▶ _Extract provided_:
+---+

# Bacewicz - desperately need help finding a score



## trojan-rabbit (Nov 27, 2007)

Hi guys,


My prof assigned me the Toccata from Grazyna Bacewicz's Piano Sonata No. 2, and I, being a brilliant college student, left the score at school. I need to learn the music over break, but I can't find it anywhere on the internet.


Can you guys help me? I can't even find a store legitimately selling it, except one in the UK that certainly wouldn't arrive in time. 


I'd appreciate it if anyone who reads this would do a little searching... I've exhausted all of my tricks, so I'd appreciate help!




Thanks a bunch,

Kevin


----------



## quack (Oct 13, 2011)

This isn't it? 



 You can read it at least.


----------



## Ravndal (Jun 8, 2012)

+---+

▶ _Given information_:
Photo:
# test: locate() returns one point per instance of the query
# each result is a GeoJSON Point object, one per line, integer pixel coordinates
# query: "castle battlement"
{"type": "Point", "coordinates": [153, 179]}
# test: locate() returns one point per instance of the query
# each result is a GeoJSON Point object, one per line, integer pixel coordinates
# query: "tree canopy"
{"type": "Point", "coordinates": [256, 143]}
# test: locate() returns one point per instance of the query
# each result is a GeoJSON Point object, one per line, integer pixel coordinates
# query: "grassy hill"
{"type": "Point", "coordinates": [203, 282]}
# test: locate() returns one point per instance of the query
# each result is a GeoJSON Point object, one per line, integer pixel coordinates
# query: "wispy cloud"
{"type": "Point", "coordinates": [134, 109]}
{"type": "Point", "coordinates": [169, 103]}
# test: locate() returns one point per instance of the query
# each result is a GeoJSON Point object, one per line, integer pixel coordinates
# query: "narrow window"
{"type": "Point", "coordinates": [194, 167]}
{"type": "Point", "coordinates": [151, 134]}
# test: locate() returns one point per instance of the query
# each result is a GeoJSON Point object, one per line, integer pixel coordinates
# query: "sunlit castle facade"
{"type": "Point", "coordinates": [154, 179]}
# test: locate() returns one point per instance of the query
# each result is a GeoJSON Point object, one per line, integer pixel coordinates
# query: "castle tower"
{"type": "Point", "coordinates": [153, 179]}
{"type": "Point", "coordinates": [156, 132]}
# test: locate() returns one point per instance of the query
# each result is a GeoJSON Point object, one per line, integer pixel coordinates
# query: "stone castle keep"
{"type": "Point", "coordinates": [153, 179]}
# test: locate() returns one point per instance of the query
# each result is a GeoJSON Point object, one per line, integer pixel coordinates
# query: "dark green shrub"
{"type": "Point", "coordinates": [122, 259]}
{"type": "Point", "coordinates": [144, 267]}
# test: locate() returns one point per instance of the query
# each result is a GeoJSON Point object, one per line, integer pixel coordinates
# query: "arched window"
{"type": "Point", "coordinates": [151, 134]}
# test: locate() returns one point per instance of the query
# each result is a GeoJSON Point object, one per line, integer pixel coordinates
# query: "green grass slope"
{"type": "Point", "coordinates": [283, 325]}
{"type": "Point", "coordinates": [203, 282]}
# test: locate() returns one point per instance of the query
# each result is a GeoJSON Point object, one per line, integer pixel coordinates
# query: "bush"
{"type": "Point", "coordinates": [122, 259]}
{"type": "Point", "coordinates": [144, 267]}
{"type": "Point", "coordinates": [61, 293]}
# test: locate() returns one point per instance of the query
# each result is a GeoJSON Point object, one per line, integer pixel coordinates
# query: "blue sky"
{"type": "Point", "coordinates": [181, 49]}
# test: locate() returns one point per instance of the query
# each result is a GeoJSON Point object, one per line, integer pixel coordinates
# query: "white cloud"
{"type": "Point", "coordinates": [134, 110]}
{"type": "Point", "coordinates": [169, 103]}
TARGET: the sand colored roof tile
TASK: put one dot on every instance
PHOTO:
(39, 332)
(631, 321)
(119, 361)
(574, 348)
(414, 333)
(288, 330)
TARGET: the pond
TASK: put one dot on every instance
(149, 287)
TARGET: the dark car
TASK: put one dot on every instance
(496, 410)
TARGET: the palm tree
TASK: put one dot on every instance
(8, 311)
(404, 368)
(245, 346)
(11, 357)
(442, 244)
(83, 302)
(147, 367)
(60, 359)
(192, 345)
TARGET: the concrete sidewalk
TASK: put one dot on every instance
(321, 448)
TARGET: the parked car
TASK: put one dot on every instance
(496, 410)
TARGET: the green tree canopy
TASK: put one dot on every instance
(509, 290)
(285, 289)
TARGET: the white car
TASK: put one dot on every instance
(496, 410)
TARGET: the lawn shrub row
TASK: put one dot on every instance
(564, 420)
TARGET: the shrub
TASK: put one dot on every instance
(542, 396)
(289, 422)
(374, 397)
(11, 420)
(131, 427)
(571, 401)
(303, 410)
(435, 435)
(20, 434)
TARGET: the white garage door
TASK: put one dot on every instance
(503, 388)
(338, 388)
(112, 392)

+---+

▶ _Required tasks_:
**a)** List the usernames of all the posters in the forum thread about the Bacewicz score.
**b)** Resume the forum thread about the Bacewicz score from the point where it stops.

▶ _The responses_:
**a)** trojan-rabbit, quack, Ravndal

**b)**
Wow. That is one crazy piece. Only thinking about playing that gives me arthritis. Good luck.


----------



## trojan-rabbit (Nov 27, 2007)

quack said:


> This isn't it?
> 
> 
> 
> You can read it at least.


Hi Quack, thanks for that. I saw that too, and I think that'll probably be my only option haha. But it beats showing up to my professor with 0% progress made over Christmas break!

Ravndal, just remember that I don't have to play it as fast as Zimmerman haha. That thought gives me hope!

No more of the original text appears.